Tally the lines in the records below that contain the word "chart", and reply with that number alone.

DATA ENTRIES>
____________________
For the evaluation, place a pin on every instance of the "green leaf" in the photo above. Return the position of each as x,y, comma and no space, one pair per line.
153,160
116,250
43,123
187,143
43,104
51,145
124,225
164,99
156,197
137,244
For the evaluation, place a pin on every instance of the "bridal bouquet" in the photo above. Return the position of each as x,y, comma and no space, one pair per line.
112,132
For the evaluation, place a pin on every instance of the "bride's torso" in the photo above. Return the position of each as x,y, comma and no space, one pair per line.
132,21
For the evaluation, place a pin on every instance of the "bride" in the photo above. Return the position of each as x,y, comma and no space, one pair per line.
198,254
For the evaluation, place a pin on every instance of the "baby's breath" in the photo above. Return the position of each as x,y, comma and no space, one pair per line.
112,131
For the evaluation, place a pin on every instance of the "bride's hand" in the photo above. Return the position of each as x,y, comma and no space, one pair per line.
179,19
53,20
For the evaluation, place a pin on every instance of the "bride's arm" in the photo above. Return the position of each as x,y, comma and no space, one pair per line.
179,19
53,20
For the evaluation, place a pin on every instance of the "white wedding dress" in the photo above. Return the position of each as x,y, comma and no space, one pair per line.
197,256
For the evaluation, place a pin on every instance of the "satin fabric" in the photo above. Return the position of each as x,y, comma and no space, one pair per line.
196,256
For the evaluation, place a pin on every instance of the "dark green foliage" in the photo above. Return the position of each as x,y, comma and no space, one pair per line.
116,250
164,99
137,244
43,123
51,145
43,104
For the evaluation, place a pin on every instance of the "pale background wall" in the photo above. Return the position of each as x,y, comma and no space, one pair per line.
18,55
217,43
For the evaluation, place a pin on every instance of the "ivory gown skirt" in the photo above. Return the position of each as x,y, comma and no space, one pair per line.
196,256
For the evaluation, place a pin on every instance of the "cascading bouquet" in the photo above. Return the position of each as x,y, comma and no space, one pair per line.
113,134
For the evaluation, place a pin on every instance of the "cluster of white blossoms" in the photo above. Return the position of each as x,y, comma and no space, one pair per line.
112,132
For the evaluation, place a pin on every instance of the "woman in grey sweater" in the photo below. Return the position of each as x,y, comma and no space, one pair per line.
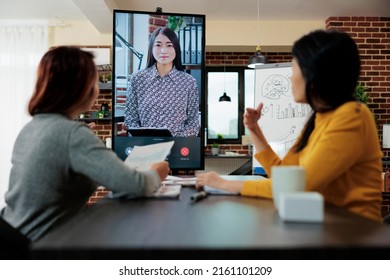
57,163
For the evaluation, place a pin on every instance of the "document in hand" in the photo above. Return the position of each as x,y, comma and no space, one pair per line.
142,157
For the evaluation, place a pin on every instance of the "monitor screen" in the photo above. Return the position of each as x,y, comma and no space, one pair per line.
159,85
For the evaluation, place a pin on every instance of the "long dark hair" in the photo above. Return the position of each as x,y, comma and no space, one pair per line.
330,64
66,78
171,35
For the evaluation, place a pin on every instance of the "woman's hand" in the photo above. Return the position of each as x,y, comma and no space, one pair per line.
162,169
252,116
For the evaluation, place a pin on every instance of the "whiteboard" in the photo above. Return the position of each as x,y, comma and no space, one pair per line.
282,119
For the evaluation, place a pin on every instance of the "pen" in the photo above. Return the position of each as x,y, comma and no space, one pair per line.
198,196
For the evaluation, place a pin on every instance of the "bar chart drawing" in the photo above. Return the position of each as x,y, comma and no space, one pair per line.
282,119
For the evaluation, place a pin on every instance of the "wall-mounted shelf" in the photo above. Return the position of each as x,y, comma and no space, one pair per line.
93,117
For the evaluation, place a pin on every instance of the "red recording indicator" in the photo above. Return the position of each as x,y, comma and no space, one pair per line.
184,151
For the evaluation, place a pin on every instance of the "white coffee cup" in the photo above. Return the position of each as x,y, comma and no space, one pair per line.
287,178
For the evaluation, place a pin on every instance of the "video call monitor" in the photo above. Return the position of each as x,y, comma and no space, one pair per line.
149,107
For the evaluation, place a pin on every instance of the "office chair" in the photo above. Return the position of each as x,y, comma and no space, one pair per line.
13,244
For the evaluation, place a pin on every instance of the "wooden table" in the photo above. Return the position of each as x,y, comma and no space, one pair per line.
218,227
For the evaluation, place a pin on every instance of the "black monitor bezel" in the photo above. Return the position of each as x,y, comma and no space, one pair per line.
202,89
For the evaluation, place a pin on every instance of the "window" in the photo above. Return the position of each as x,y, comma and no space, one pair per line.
225,118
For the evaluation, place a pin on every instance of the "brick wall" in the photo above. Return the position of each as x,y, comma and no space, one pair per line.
372,35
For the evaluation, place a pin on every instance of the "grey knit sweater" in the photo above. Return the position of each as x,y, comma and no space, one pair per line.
57,164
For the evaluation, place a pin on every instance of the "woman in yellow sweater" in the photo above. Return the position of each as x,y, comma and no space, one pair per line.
338,146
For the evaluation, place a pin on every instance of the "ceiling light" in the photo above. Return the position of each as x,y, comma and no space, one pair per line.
224,97
258,58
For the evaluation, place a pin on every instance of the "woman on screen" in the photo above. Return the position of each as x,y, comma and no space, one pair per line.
338,146
58,163
163,95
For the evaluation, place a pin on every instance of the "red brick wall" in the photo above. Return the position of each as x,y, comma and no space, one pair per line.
372,35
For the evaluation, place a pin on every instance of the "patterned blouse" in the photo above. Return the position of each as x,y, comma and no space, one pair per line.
170,102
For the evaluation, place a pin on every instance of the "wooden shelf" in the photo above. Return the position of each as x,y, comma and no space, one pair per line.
93,117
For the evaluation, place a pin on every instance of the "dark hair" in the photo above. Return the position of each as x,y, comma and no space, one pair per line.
171,35
66,78
330,64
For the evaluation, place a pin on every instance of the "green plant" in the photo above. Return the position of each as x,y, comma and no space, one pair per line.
176,23
361,93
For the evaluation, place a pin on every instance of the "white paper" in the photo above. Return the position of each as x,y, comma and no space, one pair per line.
171,191
142,157
188,181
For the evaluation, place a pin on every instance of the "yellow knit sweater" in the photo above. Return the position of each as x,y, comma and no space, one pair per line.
342,161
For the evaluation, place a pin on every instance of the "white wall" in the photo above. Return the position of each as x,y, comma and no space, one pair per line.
____________________
ANSWER TO THIS EXERCISE> 1